■ Exercise
A verbatim repeat of the lines below is required, with the pictures removed.

____________________

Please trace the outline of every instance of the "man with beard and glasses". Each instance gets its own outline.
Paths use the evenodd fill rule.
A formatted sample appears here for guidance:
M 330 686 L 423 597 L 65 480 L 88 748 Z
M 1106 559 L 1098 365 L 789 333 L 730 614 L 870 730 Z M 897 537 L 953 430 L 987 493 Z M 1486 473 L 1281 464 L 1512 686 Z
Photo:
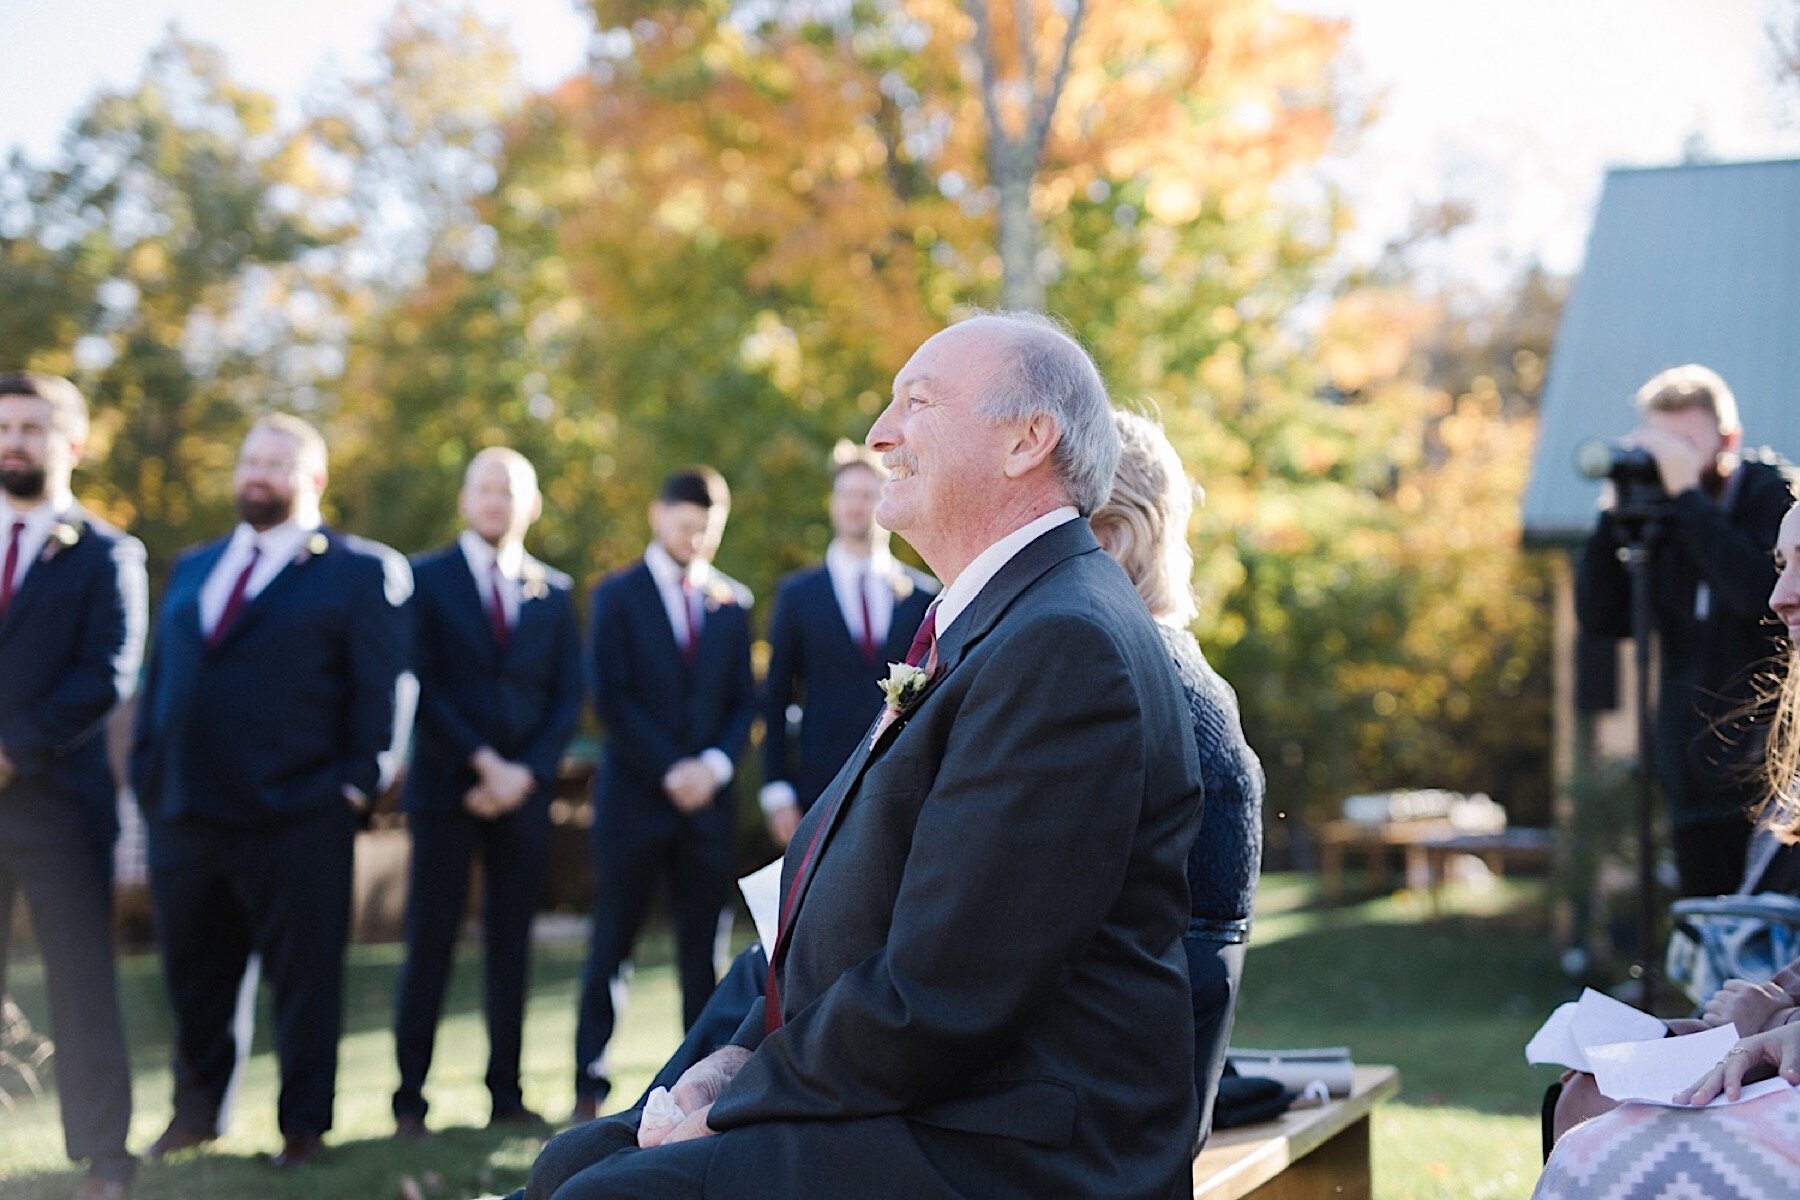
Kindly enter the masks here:
M 218 1135 L 255 952 L 290 1166 L 331 1128 L 351 847 L 393 764 L 412 574 L 320 523 L 325 442 L 296 417 L 256 423 L 232 485 L 241 523 L 170 575 L 132 747 L 175 1014 L 175 1112 L 150 1156 Z
M 1625 443 L 1647 451 L 1669 499 L 1651 560 L 1660 670 L 1657 782 L 1669 806 L 1681 894 L 1736 890 L 1761 799 L 1758 668 L 1781 648 L 1769 612 L 1769 547 L 1792 503 L 1792 469 L 1745 452 L 1737 401 L 1705 367 L 1673 367 L 1638 389 Z M 1582 550 L 1575 613 L 1583 633 L 1631 636 L 1626 523 L 1610 500 Z
M 50 1030 L 79 1200 L 123 1200 L 134 1163 L 130 1061 L 113 965 L 118 789 L 104 727 L 137 682 L 144 548 L 69 490 L 87 401 L 54 375 L 0 376 L 0 991 L 22 892 L 50 988 Z

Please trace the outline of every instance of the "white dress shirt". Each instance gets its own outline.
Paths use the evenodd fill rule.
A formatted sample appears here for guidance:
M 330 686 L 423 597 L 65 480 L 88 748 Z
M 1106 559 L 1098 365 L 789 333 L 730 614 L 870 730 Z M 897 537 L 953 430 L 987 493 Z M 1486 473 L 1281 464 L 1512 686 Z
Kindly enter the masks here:
M 973 562 L 963 568 L 950 582 L 937 600 L 937 636 L 943 637 L 944 631 L 963 614 L 963 610 L 974 603 L 975 597 L 988 581 L 1000 573 L 1000 568 L 1013 560 L 1019 551 L 1049 533 L 1059 525 L 1066 525 L 1081 516 L 1072 504 L 1061 508 L 1053 508 L 1037 520 L 1021 525 L 993 545 L 975 556 Z
M 50 540 L 50 527 L 62 520 L 74 507 L 75 497 L 68 492 L 52 495 L 36 508 L 24 510 L 14 508 L 5 496 L 0 495 L 0 568 L 6 565 L 6 547 L 12 541 L 13 522 L 21 517 L 25 520 L 25 528 L 19 531 L 19 558 L 13 566 L 13 595 L 19 594 L 19 586 L 25 582 L 26 573 L 37 562 L 38 556 L 43 554 L 44 543 Z
M 316 520 L 291 519 L 261 533 L 244 524 L 232 530 L 225 553 L 219 556 L 219 561 L 213 564 L 212 574 L 200 585 L 201 630 L 210 635 L 218 626 L 219 618 L 225 614 L 225 602 L 231 598 L 231 589 L 236 586 L 237 577 L 243 573 L 255 550 L 260 548 L 262 557 L 256 560 L 256 570 L 250 572 L 250 581 L 244 586 L 246 603 L 260 596 L 263 589 L 300 556 L 306 539 L 318 530 Z
M 650 568 L 650 577 L 656 580 L 656 592 L 669 614 L 669 627 L 675 631 L 676 645 L 687 640 L 690 617 L 697 640 L 706 623 L 706 590 L 712 583 L 712 564 L 695 559 L 683 567 L 667 550 L 651 542 L 644 551 L 644 565 Z M 688 581 L 686 591 L 681 586 L 683 579 Z M 736 774 L 731 755 L 717 746 L 708 746 L 699 757 L 720 787 L 730 783 L 732 775 Z
M 456 539 L 462 547 L 463 561 L 475 577 L 475 591 L 481 597 L 481 609 L 487 611 L 494 590 L 494 568 L 500 568 L 500 609 L 506 614 L 508 629 L 519 626 L 519 604 L 522 587 L 519 577 L 525 570 L 525 547 L 508 542 L 498 548 L 487 544 L 479 533 L 465 529 Z
M 894 558 L 886 550 L 876 550 L 868 558 L 859 558 L 842 542 L 833 541 L 825 550 L 825 570 L 831 576 L 831 590 L 837 595 L 838 608 L 844 614 L 844 627 L 850 640 L 860 646 L 866 636 L 877 650 L 887 641 L 888 627 L 894 620 Z M 863 605 L 868 604 L 870 628 L 863 628 Z

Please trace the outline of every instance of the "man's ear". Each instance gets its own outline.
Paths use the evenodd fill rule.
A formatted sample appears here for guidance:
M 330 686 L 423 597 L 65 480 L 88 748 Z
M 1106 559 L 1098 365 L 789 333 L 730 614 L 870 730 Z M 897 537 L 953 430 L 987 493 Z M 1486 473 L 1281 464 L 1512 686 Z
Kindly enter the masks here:
M 1049 413 L 1033 413 L 1024 424 L 1014 427 L 1012 445 L 1006 452 L 1006 477 L 1020 479 L 1050 461 L 1050 455 L 1062 441 L 1062 430 Z
M 1736 454 L 1744 445 L 1744 427 L 1740 425 L 1723 437 L 1724 444 L 1719 449 L 1725 454 Z

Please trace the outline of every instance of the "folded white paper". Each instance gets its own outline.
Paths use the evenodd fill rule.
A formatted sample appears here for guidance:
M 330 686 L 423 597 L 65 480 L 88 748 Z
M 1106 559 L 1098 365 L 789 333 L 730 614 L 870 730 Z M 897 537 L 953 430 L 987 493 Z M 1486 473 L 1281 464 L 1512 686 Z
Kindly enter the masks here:
M 750 906 L 750 919 L 756 922 L 756 936 L 762 940 L 763 949 L 773 954 L 781 921 L 781 860 L 778 858 L 738 880 L 738 891 L 744 893 L 744 903 Z
M 1696 1083 L 1700 1077 L 1719 1065 L 1727 1051 L 1737 1045 L 1737 1030 L 1719 1025 L 1704 1033 L 1684 1037 L 1663 1038 L 1654 1042 L 1619 1042 L 1610 1046 L 1590 1046 L 1587 1056 L 1594 1064 L 1594 1085 L 1600 1094 L 1614 1100 L 1632 1100 L 1640 1104 L 1678 1106 L 1670 1099 L 1676 1092 Z M 1791 1085 L 1782 1079 L 1765 1079 L 1744 1085 L 1737 1100 L 1720 1094 L 1708 1108 L 1742 1104 L 1771 1092 L 1785 1091 Z
M 1525 1061 L 1592 1072 L 1591 1047 L 1660 1041 L 1666 1032 L 1663 1023 L 1648 1013 L 1584 988 L 1579 1000 L 1559 1005 L 1525 1043 Z

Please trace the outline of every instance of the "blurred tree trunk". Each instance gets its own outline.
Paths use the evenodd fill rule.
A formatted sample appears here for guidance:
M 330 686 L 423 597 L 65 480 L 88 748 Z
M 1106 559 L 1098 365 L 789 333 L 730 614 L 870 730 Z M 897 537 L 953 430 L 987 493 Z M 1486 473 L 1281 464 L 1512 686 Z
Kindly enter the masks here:
M 1010 0 L 1010 12 L 1005 14 L 1015 40 L 1016 60 L 1011 63 L 996 40 L 987 0 L 963 0 L 963 8 L 975 23 L 973 49 L 987 126 L 988 181 L 999 205 L 995 240 L 1000 303 L 1042 311 L 1044 280 L 1038 271 L 1038 219 L 1031 210 L 1031 185 L 1044 163 L 1044 140 L 1068 82 L 1069 59 L 1081 36 L 1087 5 L 1085 0 L 1070 0 L 1056 65 L 1048 76 L 1039 70 L 1031 0 Z

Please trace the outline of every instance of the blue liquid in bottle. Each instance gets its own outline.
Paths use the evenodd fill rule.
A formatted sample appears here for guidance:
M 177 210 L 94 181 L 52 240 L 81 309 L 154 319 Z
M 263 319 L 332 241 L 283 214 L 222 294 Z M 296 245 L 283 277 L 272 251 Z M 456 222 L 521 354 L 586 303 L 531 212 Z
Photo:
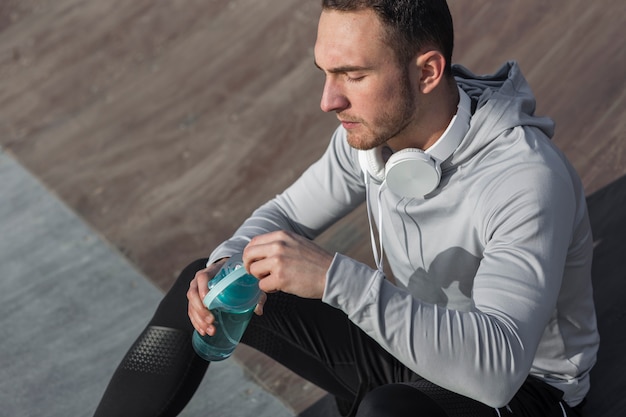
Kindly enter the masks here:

____________________

■ Reply to the task
Please trace the outline of every instance of the "man with beard and glasses". Each instance gets its own outline.
Paths use the evenodd fill rule.
A formatted sample appears here for guidance:
M 330 686 L 423 597 L 65 480 L 88 748 Z
M 1106 559 L 1098 365 L 789 333 L 730 614 L 870 730 Z M 897 537 L 953 430 L 987 493 Z M 1486 473 L 1281 464 L 1512 686 Z
Photo:
Kindly enter the masks here:
M 218 1135 L 255 952 L 290 1166 L 331 1128 L 351 847 L 393 764 L 412 574 L 320 523 L 325 442 L 296 417 L 256 423 L 232 485 L 241 523 L 170 575 L 132 747 L 175 1014 L 175 1112 L 150 1156 Z
M 1625 443 L 1647 451 L 1669 499 L 1651 560 L 1660 670 L 1657 782 L 1669 806 L 1681 894 L 1736 890 L 1761 799 L 1758 668 L 1781 648 L 1769 612 L 1769 547 L 1792 503 L 1792 469 L 1745 452 L 1737 401 L 1705 367 L 1673 367 L 1638 389 Z M 1582 550 L 1575 613 L 1583 633 L 1631 636 L 1626 523 L 1610 500 Z
M 50 1030 L 79 1200 L 123 1200 L 134 1163 L 130 1061 L 113 965 L 118 789 L 104 727 L 137 682 L 144 548 L 69 490 L 87 401 L 54 375 L 0 376 L 0 991 L 22 892 L 50 988 Z

Please trace the outline of every instance of the "white dress shirt". Each instance gets its own outline.
Paths use the evenodd fill rule.
A formatted sample appears here for guidance:
M 330 686 L 423 597 L 65 480 L 88 748 Z
M 1106 559 L 1098 365 L 789 333 L 730 614 L 870 730 Z M 897 537 L 953 430 L 987 493 Z M 1486 473 L 1281 464 L 1512 686 Z
Kindly enter the masks here:
M 973 562 L 963 568 L 950 582 L 937 600 L 937 636 L 943 637 L 944 631 L 963 614 L 963 610 L 974 603 L 975 597 L 988 581 L 1000 573 L 1000 568 L 1013 560 L 1019 551 L 1049 533 L 1059 525 L 1066 525 L 1081 516 L 1072 504 L 1061 508 L 1053 508 L 1037 520 L 1021 525 L 993 545 L 975 556 Z
M 50 540 L 50 527 L 62 520 L 74 507 L 75 497 L 68 492 L 52 495 L 36 508 L 24 510 L 14 508 L 5 496 L 0 495 L 0 568 L 6 565 L 6 547 L 12 541 L 13 522 L 21 517 L 25 520 L 25 528 L 19 531 L 19 558 L 13 566 L 13 595 L 19 594 L 19 586 L 25 582 L 26 573 L 37 562 L 38 556 L 43 554 L 44 543 Z
M 316 520 L 291 519 L 261 533 L 244 524 L 232 530 L 225 553 L 219 556 L 219 561 L 213 564 L 212 574 L 200 585 L 201 630 L 210 635 L 218 626 L 219 618 L 225 614 L 225 602 L 231 598 L 231 589 L 236 586 L 237 577 L 243 573 L 255 550 L 260 548 L 262 557 L 256 560 L 256 570 L 250 572 L 250 581 L 244 586 L 246 603 L 260 596 L 263 589 L 300 556 L 306 539 L 318 530 Z
M 650 568 L 650 577 L 656 580 L 656 592 L 669 614 L 669 627 L 675 631 L 676 645 L 687 640 L 690 617 L 697 640 L 706 623 L 706 590 L 712 583 L 712 564 L 695 559 L 683 567 L 667 550 L 651 542 L 644 551 L 644 565 Z M 688 581 L 686 591 L 681 586 L 683 579 Z M 736 774 L 731 755 L 717 746 L 708 746 L 699 757 L 720 787 L 730 783 L 732 775 Z
M 456 539 L 462 547 L 463 561 L 475 577 L 475 591 L 481 597 L 481 609 L 487 611 L 494 590 L 494 568 L 500 568 L 500 609 L 506 614 L 508 629 L 519 626 L 519 604 L 522 587 L 519 577 L 525 570 L 525 547 L 508 542 L 498 548 L 487 544 L 479 533 L 465 529 Z
M 894 558 L 886 550 L 876 550 L 868 558 L 859 558 L 842 542 L 833 541 L 825 550 L 825 570 L 831 576 L 831 590 L 837 595 L 838 608 L 844 614 L 844 627 L 850 640 L 860 646 L 866 636 L 877 650 L 887 641 L 888 627 L 894 620 Z M 863 605 L 868 604 L 870 628 L 863 628 Z

Please trace the outline of every instance of the "man's ear". Each instance gets its own outline.
Paths use the evenodd fill rule.
A formatted sample appears here for guidance:
M 330 686 L 423 597 L 65 480 L 88 748 Z
M 1106 559 L 1098 365 L 789 333 L 730 614 L 870 730 Z M 897 537 L 953 430 L 987 493 Z M 1486 473 L 1281 464 L 1512 686 Z
Kindly enter the masks here:
M 1049 413 L 1033 413 L 1024 424 L 1014 427 L 1012 445 L 1006 452 L 1006 477 L 1020 479 L 1050 461 L 1050 455 L 1062 441 L 1062 430 Z
M 1736 454 L 1744 445 L 1744 427 L 1740 425 L 1723 437 L 1724 444 L 1719 449 L 1725 454 Z

Please trace the outline of every instance of the "folded white paper". Each instance gets its own outline.
Paths use the evenodd fill rule.
A formatted sample appears here for guidance:
M 330 686 L 423 597 L 65 480 L 88 748 Z
M 1106 559 L 1098 365 L 789 333 L 730 614 L 870 730 Z M 897 537 L 953 430 L 987 493 Z M 1486 473 L 1281 464 L 1512 686 Z
Kindly enter the masks here:
M 750 906 L 750 919 L 756 922 L 756 936 L 762 940 L 763 949 L 773 954 L 781 921 L 781 860 L 778 858 L 738 880 L 738 891 L 744 893 L 744 903 Z
M 1696 1083 L 1700 1077 L 1719 1065 L 1727 1051 L 1737 1045 L 1737 1030 L 1719 1025 L 1704 1033 L 1684 1037 L 1663 1038 L 1654 1042 L 1619 1042 L 1610 1046 L 1590 1046 L 1587 1056 L 1594 1064 L 1594 1085 L 1600 1094 L 1614 1100 L 1632 1100 L 1640 1104 L 1678 1106 L 1670 1099 L 1676 1092 Z M 1791 1085 L 1782 1079 L 1765 1079 L 1744 1085 L 1737 1100 L 1720 1094 L 1708 1108 L 1742 1104 L 1771 1092 L 1785 1091 Z
M 1525 1061 L 1592 1072 L 1591 1047 L 1660 1041 L 1666 1032 L 1663 1023 L 1648 1013 L 1584 988 L 1579 1000 L 1559 1005 L 1525 1043 Z

Please trace the outline of every instance of the "blurred tree trunk". Each instance gets its own outline.
Paths use the evenodd fill rule.
A formatted sample appears here for guidance:
M 330 686 L 423 597 L 65 480 L 88 748 Z
M 1106 559 L 1098 365 L 789 333 L 730 614 L 870 730 Z M 897 537 L 953 430 L 987 493 Z M 1486 473 L 1281 464 L 1512 686 Z
Kindly enter the masks here:
M 1010 0 L 1010 12 L 1005 14 L 1015 40 L 1016 60 L 1011 63 L 996 40 L 987 0 L 963 0 L 963 8 L 975 23 L 973 49 L 987 126 L 988 181 L 999 205 L 995 240 L 1000 303 L 1042 311 L 1044 280 L 1038 271 L 1038 219 L 1031 210 L 1031 185 L 1044 163 L 1044 140 L 1068 82 L 1069 59 L 1081 36 L 1087 5 L 1085 0 L 1070 0 L 1056 65 L 1048 76 L 1039 70 L 1031 0 Z

Please trace the outline of every instance of the blue liquid in bottle. Each instance gets its own outline.
Paths use the evenodd fill rule.
A formatted sample appears here for guidance:
M 177 210 L 94 181 L 52 240 L 81 309 L 154 319 Z
M 263 319 L 332 241 L 283 214 L 222 294 Z M 296 245 L 283 277 L 272 251 Z M 456 222 L 521 354 L 586 303 L 531 212 Z
Photo:
Kindly enter the masks here:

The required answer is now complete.